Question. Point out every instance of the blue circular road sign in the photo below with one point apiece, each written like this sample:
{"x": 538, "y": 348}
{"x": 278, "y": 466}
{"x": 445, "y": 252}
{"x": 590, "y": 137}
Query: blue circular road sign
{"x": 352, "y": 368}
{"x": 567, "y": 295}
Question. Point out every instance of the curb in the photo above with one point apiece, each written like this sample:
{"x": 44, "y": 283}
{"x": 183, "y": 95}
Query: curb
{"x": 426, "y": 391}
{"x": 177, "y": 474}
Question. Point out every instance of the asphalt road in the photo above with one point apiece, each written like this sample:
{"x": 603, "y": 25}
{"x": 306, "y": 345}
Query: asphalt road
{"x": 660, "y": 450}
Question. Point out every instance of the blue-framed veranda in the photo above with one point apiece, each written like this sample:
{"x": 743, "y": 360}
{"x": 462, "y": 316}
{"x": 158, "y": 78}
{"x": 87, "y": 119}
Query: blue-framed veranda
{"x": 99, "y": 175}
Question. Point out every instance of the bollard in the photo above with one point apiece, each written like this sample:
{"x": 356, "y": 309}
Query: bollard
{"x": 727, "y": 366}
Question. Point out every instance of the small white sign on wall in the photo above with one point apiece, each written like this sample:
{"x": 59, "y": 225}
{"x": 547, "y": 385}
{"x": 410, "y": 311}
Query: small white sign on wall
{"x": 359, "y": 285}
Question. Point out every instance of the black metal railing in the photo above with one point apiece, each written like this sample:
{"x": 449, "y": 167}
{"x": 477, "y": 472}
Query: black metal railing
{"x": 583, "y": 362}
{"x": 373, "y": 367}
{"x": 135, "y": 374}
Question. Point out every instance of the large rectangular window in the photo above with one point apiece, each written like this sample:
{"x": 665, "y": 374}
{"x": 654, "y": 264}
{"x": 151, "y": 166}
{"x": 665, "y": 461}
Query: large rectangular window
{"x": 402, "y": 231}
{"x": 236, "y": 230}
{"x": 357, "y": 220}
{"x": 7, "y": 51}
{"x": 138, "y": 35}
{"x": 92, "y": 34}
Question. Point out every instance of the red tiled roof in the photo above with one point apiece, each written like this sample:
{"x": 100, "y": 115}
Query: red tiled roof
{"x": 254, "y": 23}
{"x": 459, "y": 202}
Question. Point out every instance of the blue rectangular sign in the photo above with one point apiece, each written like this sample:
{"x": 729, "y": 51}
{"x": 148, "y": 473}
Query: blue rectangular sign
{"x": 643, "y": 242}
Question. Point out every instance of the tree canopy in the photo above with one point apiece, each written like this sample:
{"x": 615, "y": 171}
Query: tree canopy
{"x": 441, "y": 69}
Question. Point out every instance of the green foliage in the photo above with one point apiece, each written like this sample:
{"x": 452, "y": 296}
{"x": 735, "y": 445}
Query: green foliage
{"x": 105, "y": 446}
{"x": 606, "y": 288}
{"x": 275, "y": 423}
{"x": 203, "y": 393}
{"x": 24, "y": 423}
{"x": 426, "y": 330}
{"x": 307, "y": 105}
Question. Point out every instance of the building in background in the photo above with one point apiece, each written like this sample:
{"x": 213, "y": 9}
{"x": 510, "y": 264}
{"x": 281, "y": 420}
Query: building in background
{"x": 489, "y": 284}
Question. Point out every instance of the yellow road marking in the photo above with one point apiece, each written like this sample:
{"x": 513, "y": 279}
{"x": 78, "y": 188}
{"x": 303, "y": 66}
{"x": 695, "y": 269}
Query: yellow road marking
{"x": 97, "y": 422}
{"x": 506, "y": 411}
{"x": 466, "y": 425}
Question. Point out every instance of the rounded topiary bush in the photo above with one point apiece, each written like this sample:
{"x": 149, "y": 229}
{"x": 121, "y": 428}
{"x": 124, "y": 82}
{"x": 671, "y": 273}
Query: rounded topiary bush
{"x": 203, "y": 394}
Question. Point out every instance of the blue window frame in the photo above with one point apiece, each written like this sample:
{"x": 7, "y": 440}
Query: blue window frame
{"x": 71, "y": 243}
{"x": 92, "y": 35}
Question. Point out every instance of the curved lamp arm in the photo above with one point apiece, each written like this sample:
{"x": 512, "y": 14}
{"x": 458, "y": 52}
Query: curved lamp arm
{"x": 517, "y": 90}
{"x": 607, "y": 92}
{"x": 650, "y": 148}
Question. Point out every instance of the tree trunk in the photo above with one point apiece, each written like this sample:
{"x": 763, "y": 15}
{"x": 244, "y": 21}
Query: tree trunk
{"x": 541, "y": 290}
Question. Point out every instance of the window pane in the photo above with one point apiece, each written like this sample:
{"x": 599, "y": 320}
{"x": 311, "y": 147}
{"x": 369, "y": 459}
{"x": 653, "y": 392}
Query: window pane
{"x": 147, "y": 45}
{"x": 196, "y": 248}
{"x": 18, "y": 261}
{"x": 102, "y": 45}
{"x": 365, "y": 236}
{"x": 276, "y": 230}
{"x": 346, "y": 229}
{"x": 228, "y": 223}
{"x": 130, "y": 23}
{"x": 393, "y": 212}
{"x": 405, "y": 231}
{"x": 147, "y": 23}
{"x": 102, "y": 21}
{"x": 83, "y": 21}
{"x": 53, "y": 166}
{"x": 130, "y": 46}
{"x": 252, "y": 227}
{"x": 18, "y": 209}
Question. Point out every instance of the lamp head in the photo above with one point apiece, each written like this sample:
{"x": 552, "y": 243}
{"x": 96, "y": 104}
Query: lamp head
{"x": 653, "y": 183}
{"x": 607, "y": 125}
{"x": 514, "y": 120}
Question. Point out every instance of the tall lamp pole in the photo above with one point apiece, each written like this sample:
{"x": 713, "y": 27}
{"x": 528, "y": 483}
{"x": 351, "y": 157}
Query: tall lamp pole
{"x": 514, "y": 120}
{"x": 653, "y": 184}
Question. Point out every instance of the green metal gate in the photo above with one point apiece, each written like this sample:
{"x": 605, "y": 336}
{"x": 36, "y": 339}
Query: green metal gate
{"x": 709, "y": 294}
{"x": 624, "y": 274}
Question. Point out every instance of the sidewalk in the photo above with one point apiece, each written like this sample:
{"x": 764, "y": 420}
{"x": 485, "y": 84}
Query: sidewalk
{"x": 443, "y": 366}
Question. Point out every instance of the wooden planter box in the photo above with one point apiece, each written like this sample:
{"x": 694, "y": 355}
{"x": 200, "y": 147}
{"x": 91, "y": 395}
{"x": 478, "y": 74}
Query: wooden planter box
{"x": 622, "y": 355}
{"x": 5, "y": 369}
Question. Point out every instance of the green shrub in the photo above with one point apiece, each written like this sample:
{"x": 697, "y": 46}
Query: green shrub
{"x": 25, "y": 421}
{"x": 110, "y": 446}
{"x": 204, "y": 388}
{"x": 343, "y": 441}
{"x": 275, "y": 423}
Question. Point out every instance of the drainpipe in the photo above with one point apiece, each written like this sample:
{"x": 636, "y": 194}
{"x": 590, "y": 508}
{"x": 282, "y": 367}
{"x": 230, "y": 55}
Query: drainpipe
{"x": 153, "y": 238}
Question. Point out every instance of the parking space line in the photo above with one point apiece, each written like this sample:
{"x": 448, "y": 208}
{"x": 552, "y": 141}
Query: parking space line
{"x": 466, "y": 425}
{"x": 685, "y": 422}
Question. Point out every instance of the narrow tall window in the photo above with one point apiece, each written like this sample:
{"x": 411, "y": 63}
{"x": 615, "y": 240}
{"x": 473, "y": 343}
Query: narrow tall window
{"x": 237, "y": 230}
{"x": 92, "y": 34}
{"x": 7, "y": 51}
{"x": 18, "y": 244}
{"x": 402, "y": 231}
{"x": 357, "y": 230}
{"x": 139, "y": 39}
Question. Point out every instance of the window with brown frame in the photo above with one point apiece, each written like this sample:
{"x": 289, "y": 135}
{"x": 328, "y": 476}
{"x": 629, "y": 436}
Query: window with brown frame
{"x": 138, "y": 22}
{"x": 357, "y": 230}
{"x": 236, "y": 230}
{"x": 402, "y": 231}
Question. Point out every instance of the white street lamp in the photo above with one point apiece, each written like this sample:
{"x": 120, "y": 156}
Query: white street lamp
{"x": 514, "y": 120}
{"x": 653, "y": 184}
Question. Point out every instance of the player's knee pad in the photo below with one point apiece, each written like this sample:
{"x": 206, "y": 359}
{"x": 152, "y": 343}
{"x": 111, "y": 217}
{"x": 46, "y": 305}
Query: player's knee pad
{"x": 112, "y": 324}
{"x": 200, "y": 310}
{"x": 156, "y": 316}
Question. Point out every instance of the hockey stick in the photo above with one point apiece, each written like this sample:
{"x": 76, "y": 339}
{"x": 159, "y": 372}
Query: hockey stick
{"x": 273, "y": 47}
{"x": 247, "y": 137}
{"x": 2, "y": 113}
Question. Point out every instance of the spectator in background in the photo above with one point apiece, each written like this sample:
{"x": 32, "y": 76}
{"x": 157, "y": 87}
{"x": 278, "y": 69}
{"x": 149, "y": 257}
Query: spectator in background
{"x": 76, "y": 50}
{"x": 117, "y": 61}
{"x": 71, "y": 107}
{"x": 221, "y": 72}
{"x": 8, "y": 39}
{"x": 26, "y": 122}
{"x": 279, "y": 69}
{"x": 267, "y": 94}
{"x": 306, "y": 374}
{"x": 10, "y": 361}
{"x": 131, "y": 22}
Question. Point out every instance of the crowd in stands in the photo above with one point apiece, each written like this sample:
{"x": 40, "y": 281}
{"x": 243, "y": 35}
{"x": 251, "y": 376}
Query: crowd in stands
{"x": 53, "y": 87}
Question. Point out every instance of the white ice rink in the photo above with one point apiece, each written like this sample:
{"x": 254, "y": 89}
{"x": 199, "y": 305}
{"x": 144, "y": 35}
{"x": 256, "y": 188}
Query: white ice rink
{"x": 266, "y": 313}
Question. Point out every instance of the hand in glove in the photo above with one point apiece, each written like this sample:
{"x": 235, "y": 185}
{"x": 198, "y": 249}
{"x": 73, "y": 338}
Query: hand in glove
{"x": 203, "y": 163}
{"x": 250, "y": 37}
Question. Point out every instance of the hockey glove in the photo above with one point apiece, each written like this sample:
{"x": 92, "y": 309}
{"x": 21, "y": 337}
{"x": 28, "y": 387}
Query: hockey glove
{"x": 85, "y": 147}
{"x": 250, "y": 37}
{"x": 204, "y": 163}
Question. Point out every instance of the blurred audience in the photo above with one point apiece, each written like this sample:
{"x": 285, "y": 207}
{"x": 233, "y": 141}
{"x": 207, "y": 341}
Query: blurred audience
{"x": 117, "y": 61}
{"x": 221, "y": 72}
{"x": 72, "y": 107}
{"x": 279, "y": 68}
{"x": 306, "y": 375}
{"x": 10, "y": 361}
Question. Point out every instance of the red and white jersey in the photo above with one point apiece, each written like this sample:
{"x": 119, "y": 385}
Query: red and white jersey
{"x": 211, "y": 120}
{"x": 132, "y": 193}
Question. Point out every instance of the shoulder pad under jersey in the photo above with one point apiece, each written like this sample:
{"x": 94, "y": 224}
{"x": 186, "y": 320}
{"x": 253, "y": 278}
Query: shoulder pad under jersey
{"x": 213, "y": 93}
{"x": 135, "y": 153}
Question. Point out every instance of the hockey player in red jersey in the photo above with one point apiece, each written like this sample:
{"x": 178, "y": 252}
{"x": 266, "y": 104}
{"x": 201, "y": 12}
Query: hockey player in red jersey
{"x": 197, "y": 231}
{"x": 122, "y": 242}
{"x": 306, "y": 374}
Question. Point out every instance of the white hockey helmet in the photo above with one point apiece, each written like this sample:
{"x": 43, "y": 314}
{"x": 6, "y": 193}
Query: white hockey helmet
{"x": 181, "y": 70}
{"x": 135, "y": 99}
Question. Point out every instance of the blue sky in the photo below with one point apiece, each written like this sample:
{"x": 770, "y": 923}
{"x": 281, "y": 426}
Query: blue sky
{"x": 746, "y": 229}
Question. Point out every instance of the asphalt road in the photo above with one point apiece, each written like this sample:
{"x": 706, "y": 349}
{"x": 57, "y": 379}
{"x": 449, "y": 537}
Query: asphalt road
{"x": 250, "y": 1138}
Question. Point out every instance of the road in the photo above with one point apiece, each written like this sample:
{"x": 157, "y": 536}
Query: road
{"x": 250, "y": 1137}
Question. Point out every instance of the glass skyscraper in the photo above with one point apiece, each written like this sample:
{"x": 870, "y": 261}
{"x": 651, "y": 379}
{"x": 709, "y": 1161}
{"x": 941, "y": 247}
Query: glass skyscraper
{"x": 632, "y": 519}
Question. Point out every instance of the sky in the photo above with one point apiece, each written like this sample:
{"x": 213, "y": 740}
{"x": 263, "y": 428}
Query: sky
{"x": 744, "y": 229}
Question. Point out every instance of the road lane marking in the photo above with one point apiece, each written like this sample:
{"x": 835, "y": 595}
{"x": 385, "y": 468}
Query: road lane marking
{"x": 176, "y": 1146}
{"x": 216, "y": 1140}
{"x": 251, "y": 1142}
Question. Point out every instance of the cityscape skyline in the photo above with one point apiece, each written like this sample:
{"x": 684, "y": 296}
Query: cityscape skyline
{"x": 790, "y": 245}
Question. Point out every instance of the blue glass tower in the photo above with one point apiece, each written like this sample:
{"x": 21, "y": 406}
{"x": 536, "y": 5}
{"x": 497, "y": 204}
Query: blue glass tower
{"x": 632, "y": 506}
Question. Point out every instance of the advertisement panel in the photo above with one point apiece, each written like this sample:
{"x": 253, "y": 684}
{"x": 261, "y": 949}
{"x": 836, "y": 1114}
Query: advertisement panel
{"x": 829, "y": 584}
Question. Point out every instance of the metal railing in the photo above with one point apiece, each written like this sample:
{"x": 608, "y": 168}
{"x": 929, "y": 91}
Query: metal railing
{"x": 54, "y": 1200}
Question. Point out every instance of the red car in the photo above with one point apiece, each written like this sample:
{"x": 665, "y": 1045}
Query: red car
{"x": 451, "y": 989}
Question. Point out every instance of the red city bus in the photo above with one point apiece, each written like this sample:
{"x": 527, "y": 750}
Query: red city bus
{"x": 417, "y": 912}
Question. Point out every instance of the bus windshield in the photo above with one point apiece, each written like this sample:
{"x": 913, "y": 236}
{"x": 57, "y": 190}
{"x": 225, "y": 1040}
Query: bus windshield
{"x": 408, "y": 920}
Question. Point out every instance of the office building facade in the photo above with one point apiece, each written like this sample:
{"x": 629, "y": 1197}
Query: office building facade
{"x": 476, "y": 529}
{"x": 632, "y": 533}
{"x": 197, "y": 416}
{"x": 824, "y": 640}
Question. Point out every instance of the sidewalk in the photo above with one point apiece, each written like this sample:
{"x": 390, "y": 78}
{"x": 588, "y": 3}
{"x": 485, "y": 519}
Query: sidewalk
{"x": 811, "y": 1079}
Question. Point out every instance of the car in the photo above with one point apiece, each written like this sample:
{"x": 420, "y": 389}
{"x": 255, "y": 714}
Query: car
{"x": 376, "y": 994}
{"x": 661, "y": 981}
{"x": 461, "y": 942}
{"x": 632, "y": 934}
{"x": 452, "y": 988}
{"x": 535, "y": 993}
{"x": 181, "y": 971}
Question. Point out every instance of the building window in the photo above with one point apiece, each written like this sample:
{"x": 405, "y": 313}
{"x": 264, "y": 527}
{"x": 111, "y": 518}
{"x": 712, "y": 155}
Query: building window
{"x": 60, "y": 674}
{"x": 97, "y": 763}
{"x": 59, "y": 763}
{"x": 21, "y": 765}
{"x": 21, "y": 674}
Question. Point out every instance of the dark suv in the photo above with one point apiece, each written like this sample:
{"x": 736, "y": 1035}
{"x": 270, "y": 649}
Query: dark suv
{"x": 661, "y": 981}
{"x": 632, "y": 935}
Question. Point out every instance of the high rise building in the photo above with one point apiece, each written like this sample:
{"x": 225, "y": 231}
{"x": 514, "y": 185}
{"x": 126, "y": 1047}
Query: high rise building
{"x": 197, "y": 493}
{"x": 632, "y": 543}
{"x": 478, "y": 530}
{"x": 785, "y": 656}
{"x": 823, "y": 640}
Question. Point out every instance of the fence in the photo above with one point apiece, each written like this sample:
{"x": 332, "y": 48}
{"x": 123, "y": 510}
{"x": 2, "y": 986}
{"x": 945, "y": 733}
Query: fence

=-=-=

→ **What is expected**
If a line above contains the word "below", list it.

→ **Task result**
Question. Point out every instance of the blue circular road sign in the photo below with one point apiece, each written like this sample:
Question. Point out every instance of the player's knee pad in the photo below with one point apiece, each written like this sample:
Question. Point out every instance of the blue sky in the photo below with one point apiece, each written like this sample:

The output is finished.